— JOBS —
**a.** Give the part of the SMARTER Team Training interview between "STT has grown" and "lives of others.", inclusive, substituting "channels" for "outlets".
**b.** Print every line of the records below without any changes, omitting the pictures.

— PAGE TEXT —
With his suggestion on a random Thursday I started thinking, and at the time I had no idea what this entire experience would lead to, but I knew I LOVED acronyms. Friday I started writing down all of the things that I knew I was involved in that could potentially make a positive impact. The list of “doing now” was much smaller then, but my list of “could become” was nearly five pages of typed notes. So Saturday was game day and I woke up like I do normally, early in the morning. My roommate at the time was in her room and said “Good luck today”. I can remember this vividly. I simply said “Thank you. I have something on my mind that I need some help with. What acronym would you use to describe a bit about what I do?” Without hesitation, and with a tone as if I should have already known the answer, she said “SMART – Strength, Movement, Athletes, Reaction, and Teams”. So we started with that and this went back and forth from room to room. Then about 10 minutes later I could hear her getting out of her bed as if to start her day, but she ran into the hallway and yelled, “SMARTER Team Training”. My gut said “I don’t want to be known as a guy who claims to be smarter than others.” But she squashed that thought quickly with this message – “This isn’t about intelligence it is about how you approach what you do. You are meticulous with everything you do. You work with speed improvements, movement assessments, agility and reaction drills, technology is always being used at practice, education is what has separated you from the others I have worked with, and you are a strength coach so resistance has to be a part of your acronym.” And so we both woke up, I made breakfast and we went on to win the game that day. Crazy how it all works out. SMARTER is an acronym that defines the meats and potatoes of what we do at STT – Speed, Movement, Agility, Reaction, Technology, Education, and Resistance. The acronym hasn’t changed from that one moment on a Saturday in 2009.


STT has grown from a one event annually business with a local impact primarily, to a training business that teaches through hands-on learning opportunities; training of teams, players, coaches, and parents; consistently sharing strength and conditioning information from the best in the world on the website and through our social media outlets; to pictures, videos, articles, radio shows, and on and on. I can only hope that we are making a positive impact on the lives of others.

What are some of the teams and organisations you have worked with? Which did you enjoy working with the most and why? Do any particular experiences, teams, or athletes stand out? Has anyone you worked with particularly inspired you?

I was fortunate to work at the professional level in several major sports at different responsibility levels when I got started in this field. It was overwhelming at times, to be honest. I then was given the opportunity to be a head strength coach at a NCAA Division I institution and absolutely dove all in. I enjoyed every aspect of that environment. The energy of youth, the passion for becoming better, the support a college campus has for their athletic teams. But after twelve years, I stopped and looked around at the stadium we were playing in and saw none of my family, friends or relatives. No one called me to ask how the teams were doing. They would randomly email to check in to see if I was still alive. I really put my job and the people I worked with in front of what was really important. As I brought up my intense work and travel schedule to my supervisors and coaches, there was really no sign of concern, sympathy, empathy, or plan to allow me to get back on track. So I started to question the approach I was taking with training, work, relationships, and many other areas of my life. I knew I wanted to make a positive impact on others. I knew I wanted to be a beacon for enthusiasm, and continue to be passionate about the field. I realized at that moment I had to leave the collegiate level, or at least that institution. The writing was on the wall.

— MATERIAL PROVIDED —
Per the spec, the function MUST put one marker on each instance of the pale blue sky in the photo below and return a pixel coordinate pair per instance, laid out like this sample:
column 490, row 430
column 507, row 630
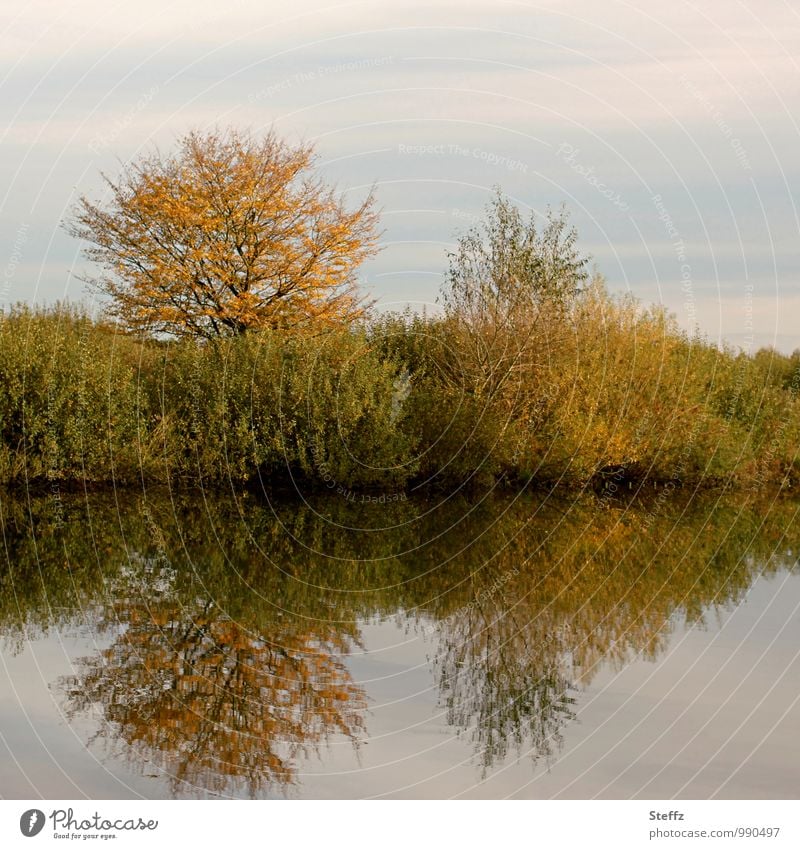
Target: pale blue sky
column 603, row 106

— ANSWERS BELOW —
**a.**
STT has grown from a one event annually business with a local impact primarily, to a training business that teaches through hands-on learning opportunities; training of teams, players, coaches, and parents; consistently sharing strength and conditioning information from the best in the world on the website and through our social media channels; to pictures, videos, articles, radio shows, and on and on. I can only hope that we are making a positive impact on the lives of others.

**b.**
Per the spec, the function MUST put one marker on each instance of the pale blue sky in the photo below and return a pixel coordinate pair per instance, laid out like this sample:
column 490, row 430
column 507, row 630
Target: pale blue sky
column 603, row 106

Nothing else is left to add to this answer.